▶ _EXERCISE PROMPT_:
Show each line of the data below in which "bark" occurs.

▶ _RECORDS FOR THE TASK_:
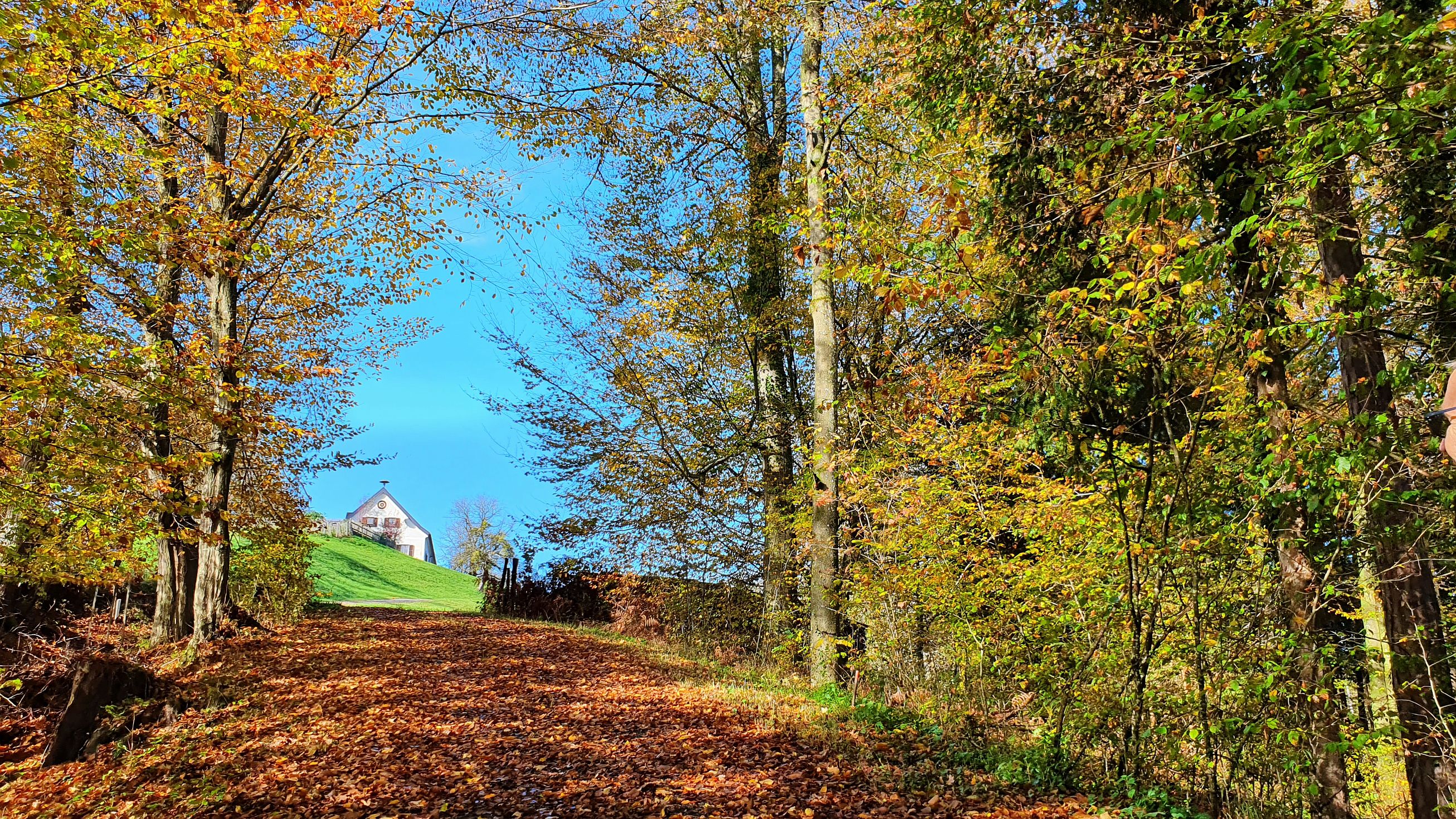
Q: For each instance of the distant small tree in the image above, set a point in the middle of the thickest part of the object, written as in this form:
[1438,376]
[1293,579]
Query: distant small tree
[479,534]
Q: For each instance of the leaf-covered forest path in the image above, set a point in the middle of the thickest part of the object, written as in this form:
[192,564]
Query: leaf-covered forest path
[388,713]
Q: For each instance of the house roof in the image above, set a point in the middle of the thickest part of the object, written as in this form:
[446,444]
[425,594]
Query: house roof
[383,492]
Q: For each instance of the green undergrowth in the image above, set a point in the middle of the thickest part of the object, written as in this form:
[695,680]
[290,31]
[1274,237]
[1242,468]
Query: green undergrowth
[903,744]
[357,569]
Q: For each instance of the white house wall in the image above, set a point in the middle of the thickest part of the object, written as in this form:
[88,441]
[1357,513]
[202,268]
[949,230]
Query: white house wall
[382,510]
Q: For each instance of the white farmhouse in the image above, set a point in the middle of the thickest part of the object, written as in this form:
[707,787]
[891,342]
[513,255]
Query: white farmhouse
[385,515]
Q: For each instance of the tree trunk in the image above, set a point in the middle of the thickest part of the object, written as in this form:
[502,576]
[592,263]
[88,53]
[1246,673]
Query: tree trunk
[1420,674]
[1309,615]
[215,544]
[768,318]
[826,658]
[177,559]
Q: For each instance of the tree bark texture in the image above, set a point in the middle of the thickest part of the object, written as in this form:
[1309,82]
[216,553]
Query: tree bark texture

▶ _WRITTEN SOLUTION_:
Q: For each instance of the tree bark texture in the image above, set a point in the middle of the thickest part of the object, written as in this form:
Query: tree bark texture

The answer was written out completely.